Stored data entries
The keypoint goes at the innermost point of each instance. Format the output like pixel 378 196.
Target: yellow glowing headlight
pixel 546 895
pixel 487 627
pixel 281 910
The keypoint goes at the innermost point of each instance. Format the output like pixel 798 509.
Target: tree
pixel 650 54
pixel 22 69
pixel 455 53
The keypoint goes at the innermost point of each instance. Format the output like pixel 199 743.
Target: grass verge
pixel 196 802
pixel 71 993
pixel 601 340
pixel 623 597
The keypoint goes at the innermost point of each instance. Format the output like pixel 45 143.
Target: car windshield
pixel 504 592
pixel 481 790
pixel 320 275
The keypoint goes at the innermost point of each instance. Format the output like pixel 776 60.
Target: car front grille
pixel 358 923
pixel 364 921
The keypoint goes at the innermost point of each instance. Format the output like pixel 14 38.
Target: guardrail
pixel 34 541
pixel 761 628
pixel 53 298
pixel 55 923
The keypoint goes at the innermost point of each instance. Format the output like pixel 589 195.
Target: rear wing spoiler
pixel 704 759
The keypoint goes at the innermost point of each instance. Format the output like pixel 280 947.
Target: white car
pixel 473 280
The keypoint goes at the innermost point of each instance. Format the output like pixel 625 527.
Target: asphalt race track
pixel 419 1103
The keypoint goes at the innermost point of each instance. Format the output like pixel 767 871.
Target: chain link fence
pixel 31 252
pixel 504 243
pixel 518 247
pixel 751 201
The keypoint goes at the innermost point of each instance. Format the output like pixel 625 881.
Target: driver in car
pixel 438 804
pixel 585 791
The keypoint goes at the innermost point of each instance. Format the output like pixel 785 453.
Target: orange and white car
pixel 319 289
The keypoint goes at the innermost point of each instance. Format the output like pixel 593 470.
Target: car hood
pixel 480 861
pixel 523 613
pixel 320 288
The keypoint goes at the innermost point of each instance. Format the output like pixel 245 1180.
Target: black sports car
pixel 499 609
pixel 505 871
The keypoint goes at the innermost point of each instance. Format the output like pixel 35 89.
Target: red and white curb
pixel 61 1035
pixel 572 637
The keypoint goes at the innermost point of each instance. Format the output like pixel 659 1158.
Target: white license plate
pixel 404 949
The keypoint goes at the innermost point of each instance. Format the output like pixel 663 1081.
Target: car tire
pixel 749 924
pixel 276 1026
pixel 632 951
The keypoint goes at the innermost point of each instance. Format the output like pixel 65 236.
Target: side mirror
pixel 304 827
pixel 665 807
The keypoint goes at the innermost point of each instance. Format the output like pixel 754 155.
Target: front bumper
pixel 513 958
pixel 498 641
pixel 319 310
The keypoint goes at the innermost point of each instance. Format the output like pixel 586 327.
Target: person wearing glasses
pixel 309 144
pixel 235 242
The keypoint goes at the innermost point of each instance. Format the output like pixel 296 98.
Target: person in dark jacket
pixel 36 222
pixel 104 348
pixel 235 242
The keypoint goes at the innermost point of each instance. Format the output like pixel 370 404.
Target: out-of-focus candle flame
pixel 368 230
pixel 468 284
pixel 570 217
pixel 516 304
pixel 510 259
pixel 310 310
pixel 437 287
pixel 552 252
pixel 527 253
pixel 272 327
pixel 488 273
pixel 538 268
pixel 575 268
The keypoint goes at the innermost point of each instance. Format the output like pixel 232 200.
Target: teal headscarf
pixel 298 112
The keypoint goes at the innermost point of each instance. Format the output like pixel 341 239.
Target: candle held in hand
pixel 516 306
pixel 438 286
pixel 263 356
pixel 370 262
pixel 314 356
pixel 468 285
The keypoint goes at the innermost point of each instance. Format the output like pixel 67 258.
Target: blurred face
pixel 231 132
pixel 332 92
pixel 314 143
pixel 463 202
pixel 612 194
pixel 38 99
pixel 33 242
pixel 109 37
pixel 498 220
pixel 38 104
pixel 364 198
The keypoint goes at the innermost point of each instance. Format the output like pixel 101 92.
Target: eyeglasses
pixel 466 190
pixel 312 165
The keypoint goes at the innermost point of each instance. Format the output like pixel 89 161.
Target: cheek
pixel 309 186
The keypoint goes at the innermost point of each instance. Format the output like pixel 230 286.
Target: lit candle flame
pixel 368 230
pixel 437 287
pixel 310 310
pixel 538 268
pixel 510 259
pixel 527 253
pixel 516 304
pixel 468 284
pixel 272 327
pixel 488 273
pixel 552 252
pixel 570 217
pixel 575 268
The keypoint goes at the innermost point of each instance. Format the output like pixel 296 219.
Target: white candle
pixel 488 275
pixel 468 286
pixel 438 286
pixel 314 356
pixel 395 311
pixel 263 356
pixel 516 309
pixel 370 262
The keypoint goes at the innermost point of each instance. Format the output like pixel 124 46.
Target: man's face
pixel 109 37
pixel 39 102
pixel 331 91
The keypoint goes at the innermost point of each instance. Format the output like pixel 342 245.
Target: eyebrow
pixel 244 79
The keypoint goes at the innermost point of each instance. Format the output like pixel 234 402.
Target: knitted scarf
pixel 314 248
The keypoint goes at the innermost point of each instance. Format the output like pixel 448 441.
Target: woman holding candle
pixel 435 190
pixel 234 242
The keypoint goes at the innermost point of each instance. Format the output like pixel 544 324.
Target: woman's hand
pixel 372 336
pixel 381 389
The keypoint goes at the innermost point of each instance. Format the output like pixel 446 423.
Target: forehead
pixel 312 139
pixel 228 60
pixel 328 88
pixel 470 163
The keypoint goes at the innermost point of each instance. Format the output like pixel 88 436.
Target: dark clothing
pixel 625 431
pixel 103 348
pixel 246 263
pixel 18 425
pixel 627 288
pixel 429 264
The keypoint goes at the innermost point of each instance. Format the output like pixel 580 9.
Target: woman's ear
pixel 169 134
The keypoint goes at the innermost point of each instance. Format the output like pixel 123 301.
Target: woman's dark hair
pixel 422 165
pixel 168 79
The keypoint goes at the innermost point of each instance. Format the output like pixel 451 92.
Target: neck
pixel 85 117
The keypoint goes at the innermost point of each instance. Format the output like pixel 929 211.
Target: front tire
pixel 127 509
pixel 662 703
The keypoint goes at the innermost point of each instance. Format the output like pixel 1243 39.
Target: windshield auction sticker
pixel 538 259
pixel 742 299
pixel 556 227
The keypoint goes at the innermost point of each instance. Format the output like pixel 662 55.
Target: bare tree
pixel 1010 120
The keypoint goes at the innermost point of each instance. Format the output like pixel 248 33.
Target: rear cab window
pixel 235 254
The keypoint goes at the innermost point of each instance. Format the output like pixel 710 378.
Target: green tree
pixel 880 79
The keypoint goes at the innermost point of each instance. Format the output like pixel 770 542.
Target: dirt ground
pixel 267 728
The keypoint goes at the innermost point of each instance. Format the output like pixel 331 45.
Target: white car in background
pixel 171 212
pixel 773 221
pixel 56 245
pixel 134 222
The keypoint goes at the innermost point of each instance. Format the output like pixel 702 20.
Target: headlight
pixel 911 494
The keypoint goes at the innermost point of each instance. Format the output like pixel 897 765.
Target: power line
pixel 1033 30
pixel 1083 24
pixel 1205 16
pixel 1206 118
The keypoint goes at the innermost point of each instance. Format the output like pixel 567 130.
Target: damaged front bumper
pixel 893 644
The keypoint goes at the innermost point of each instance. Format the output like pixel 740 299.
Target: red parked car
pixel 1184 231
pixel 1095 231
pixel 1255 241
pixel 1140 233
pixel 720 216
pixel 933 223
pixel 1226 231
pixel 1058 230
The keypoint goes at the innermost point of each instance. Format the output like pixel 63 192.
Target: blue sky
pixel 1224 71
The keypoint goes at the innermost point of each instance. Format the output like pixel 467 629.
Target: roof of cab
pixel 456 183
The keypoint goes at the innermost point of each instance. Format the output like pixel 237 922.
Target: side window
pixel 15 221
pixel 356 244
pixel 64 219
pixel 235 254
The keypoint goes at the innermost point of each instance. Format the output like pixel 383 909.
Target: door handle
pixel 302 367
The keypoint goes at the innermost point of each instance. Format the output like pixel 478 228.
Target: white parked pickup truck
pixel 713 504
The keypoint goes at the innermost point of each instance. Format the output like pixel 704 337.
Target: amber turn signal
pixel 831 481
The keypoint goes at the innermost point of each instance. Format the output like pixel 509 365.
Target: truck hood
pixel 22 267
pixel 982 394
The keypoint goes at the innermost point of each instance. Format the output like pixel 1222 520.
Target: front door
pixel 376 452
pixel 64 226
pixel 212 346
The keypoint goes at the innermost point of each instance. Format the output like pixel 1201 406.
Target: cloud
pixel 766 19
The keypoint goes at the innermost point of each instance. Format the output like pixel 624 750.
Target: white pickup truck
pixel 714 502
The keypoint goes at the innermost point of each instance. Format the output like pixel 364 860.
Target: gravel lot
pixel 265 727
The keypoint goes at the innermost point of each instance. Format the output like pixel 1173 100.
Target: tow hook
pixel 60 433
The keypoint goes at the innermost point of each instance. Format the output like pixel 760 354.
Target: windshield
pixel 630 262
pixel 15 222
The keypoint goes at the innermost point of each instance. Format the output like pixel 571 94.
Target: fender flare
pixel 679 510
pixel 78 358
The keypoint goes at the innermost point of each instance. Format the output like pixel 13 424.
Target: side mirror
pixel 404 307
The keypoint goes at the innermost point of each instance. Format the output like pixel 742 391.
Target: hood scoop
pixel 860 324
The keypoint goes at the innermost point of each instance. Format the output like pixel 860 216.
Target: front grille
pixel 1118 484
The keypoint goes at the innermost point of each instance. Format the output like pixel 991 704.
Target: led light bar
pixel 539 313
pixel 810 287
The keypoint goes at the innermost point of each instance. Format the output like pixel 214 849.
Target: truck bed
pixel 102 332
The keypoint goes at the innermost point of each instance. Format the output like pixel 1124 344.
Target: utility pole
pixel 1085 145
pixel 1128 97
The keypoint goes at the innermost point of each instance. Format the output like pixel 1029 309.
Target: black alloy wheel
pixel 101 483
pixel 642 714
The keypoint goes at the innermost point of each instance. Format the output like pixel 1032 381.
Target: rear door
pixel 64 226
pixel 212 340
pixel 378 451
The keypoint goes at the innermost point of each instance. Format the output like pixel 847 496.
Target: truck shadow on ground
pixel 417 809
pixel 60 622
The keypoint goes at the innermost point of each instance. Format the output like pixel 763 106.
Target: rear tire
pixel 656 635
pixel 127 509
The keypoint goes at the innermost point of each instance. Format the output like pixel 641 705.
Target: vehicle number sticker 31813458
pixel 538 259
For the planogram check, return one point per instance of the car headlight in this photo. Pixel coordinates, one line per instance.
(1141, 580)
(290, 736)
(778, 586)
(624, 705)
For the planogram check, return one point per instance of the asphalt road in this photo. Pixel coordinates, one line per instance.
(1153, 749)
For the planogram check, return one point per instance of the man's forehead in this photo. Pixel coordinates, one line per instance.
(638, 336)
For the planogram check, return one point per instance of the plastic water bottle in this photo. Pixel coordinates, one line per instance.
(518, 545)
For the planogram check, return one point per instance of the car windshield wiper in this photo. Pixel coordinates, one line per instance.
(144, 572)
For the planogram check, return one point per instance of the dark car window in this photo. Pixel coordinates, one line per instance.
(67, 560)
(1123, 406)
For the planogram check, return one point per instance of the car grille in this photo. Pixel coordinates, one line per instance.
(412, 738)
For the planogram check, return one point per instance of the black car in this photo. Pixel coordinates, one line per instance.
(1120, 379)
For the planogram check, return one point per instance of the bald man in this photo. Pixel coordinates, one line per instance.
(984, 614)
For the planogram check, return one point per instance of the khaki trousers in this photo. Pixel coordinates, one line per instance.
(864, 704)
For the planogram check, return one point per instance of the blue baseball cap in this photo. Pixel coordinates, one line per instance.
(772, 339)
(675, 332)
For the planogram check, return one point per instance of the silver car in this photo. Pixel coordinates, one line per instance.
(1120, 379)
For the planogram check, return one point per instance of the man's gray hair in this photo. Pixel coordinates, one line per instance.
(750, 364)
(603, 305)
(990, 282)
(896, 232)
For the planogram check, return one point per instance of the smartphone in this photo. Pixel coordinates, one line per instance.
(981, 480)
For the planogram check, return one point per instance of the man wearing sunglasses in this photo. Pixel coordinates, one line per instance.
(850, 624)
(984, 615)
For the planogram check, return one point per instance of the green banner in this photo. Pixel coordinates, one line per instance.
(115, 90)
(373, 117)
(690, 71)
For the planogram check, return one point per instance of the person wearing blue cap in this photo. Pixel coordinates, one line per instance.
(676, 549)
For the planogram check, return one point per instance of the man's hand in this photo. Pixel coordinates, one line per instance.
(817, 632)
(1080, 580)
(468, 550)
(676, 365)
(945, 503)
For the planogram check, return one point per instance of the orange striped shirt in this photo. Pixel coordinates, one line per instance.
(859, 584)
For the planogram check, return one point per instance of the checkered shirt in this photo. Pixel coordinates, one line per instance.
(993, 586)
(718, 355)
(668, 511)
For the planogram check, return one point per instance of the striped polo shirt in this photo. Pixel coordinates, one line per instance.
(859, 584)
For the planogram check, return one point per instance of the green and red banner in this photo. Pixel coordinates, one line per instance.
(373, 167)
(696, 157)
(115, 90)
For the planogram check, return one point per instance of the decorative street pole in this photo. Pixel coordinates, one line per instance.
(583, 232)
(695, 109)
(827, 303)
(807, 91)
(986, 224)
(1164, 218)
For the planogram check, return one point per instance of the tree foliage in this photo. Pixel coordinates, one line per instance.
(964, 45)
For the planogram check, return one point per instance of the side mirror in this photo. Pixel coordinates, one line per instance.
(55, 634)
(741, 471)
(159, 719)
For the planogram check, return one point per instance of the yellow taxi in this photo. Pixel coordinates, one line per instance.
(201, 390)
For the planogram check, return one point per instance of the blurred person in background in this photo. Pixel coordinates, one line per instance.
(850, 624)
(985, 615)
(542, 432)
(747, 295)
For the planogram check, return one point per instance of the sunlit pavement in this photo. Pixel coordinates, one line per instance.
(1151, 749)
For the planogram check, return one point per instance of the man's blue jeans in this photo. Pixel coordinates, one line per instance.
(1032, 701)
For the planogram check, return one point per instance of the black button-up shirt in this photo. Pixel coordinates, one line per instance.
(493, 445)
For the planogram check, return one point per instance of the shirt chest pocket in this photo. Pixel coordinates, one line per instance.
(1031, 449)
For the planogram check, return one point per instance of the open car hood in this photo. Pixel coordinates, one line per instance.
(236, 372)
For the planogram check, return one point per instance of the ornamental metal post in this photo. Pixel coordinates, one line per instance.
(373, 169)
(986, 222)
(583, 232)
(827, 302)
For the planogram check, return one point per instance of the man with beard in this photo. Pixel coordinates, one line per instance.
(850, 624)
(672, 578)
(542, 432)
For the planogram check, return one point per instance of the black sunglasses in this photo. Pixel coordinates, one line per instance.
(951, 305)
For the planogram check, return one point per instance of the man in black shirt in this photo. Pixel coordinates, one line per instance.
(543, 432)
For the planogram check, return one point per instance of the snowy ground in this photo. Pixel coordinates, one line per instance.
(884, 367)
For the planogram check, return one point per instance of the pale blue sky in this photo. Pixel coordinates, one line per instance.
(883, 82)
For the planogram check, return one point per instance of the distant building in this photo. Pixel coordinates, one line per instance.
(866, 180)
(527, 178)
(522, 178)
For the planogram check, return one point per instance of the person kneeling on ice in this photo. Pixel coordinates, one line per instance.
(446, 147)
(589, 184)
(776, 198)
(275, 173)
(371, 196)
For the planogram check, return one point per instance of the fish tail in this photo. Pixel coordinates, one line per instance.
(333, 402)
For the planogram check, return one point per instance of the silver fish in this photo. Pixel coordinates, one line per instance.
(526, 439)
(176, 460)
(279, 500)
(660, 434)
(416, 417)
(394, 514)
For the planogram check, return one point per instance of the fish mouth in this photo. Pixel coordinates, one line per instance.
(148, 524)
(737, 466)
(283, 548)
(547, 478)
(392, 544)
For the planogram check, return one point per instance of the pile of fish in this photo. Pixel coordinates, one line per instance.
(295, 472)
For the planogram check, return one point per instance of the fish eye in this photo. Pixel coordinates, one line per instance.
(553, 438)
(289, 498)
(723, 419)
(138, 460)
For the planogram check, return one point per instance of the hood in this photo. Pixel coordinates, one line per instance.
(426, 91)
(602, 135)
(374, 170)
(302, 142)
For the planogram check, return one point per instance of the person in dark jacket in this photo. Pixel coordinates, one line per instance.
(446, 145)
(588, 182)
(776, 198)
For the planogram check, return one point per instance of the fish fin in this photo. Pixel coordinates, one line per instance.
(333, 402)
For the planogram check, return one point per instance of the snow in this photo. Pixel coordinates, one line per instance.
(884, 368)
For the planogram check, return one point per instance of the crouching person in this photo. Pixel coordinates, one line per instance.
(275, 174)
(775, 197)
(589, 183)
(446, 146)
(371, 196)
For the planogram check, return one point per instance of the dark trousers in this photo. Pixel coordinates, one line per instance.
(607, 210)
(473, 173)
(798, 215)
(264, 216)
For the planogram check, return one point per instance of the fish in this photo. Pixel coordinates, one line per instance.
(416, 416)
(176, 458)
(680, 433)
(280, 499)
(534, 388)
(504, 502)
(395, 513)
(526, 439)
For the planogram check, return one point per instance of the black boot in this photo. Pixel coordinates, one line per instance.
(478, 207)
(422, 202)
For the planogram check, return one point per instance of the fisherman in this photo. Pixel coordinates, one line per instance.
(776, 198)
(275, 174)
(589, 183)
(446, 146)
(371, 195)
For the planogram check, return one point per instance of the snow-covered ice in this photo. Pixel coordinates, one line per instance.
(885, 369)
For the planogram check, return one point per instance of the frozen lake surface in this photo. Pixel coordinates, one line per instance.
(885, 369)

ASSIGNMENT
With the line that has "pixel 929 211." as the first and the line that has "pixel 897 765." as the last, repeat exactly that run of lines above and no more.

PROBLEM SOLUTION
The keypoint goes at the innermost point of each instance. Format the output like pixel 929 211.
Target: front tire
pixel 127 509
pixel 662 703
The keypoint goes at the innermost point of each instance. Format the output like pixel 1243 39.
Target: windshield auction sticker
pixel 538 259
pixel 742 299
pixel 556 227
The keypoint goes at the innermost point of each instance. Format the output like pixel 662 55.
Target: bare tree
pixel 1010 120
The keypoint goes at the innermost point of each instance. Format the output like pixel 248 33.
Target: rear cab window
pixel 235 254
The keypoint goes at the innermost point of each instance. Format the output like pixel 710 378.
Target: green tree
pixel 880 79
The keypoint goes at the innermost point of each instance. Format the output like pixel 770 542.
Target: dirt ground
pixel 267 728
The keypoint goes at the innermost point of each instance. Format the output like pixel 331 45.
Target: white car in background
pixel 171 212
pixel 773 221
pixel 56 245
pixel 134 222
The keypoint goes at the innermost point of each instance. Format the output like pixel 702 20.
Target: headlight
pixel 911 494
The keypoint goes at the innermost point of each instance. Format the output like pixel 897 765.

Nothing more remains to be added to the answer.